-------- ПРЕДЛОЖЕННЫЙ ОТРЫВОК
В 1938 году обрушилась еще одна беда, на этот раз не только на Фрейда, но и на всех евреев Австрии: страну захватил Гитлер… За пять лет до этого книги Фрейда в числе прочих “неправильных” были сожжены в берлине “за растлевающую переоценку сексуальной жизни и попрание достоинства человеческой души”. Фрейд по этому поводу заметил: “Каков прогресс! В средние века сожгли бы меня самого, а сейчас удовольствуются только книгами”. Его куда больше расстроило тогда отступничество Юнга. Живя в нацистской Германии, тот был вынужден умолять власти отделить немецкий психоанализ от еврейского, и ограничиться разгромом последнего.
----------------
ЗАДАНИЯ И УПРАЖНЕНИЯ:
A. Какие люди названы по имени в отрывке о Фрейде и нацизме? Перечислите всех.
B. Продолжите отрывок о Фрейде и захвате Австрии Гитлером, начав сразу после его последнего предложения.
Приведенные далее данные никак не связаны с отрывком.
-------- ИСХОДНЫЕ ДАННЫЕ
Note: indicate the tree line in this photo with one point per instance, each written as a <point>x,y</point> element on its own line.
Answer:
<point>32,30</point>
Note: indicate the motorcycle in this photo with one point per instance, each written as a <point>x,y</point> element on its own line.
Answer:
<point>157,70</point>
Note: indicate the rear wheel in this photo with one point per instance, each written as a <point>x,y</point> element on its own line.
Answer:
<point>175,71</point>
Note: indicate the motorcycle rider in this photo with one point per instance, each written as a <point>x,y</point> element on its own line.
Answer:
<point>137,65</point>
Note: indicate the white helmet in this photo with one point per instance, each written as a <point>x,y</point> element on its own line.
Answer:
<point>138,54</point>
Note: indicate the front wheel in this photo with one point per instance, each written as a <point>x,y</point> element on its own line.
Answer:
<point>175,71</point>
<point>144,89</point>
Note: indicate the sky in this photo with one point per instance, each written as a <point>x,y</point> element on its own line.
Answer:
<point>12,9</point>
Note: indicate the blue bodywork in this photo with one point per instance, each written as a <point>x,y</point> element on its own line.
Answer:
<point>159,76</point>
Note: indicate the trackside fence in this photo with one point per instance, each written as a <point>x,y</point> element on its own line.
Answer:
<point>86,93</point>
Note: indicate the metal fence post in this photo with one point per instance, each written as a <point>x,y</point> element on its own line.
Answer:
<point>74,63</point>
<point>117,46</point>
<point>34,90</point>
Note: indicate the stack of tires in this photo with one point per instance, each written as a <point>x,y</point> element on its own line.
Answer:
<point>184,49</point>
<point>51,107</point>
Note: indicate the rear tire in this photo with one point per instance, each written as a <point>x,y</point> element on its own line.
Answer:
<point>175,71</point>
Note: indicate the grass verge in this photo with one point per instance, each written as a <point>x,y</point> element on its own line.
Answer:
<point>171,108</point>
----------------
ВАШИ ОТВЕТЫ:
A. Фрейд, Гитлер, Юнг.

B.
И вот теперь, когда фашист вошли в Вену, Фрейду без всяких аллегорий грозило быть разгромленным и сожженным (не даром в печах концлагерей погибли четыре его сестры). Его заключили под домашний арест, а имущество конфисковали. Дочь Анну вызвали на допрос в гестапо. Она боялась пыток и положила в карман яд. К счастью, не пригодился…
Семью Фрейда спасла его мировая слава. Мари Бонапарт — та самая, что подарила вазу — подняла на ноги американских послов в Австрии и во Франции, испанского короля и датскую королеву, президента Рузвельта и диктатора Муссолини (оказалось, Фрейд лечил кого-то из родственников Дуче). В конце концов нацисты согласились отпустить Фрейда из Австрии, но за выкуп. А поскольку имущество у него отобрали, выкуп за Зигмунда, Марту и Анну — 100 тысяч австрийских шиллингов — заплатила Мари Бонапарт. Теперь оставалось только подписать предусмотренный формой документ: “Я, профессор Фрейд, подтверждаю, что после присоединения Австрии к немецкому рейху власти обходилось со мною почтительно, и я не имею ни малейших претензий к существующему режиму”. Перед тем, как подписать, Фрейд позволил себе сострить: “Нельзя ли добавить от себя: мол, обещаю всем и каждому наилучшим образом рекомендовать гестапо?”. К счастью, обошлось без последствий.
14 июня 1938 года Фрейд покинул Вену, город, в котором он прожил 78 лет. Из них 47 — в доме на Берггассе, 19. В Париже Фрейда торжественно встречали принц Георг и Мари Бонапарт. От ступенек вагона до “роллс-рейса” постелили красную бархатную ковровую дорожку — некогда по ней ступал Наполеон Бонапарт, возвратившись в Париж после победы подАустерлицем. Вскоре Фрейда с семьей отправили в Лондон, в дом на Маресфилд гарденс. Но прожил он там чуть больше года.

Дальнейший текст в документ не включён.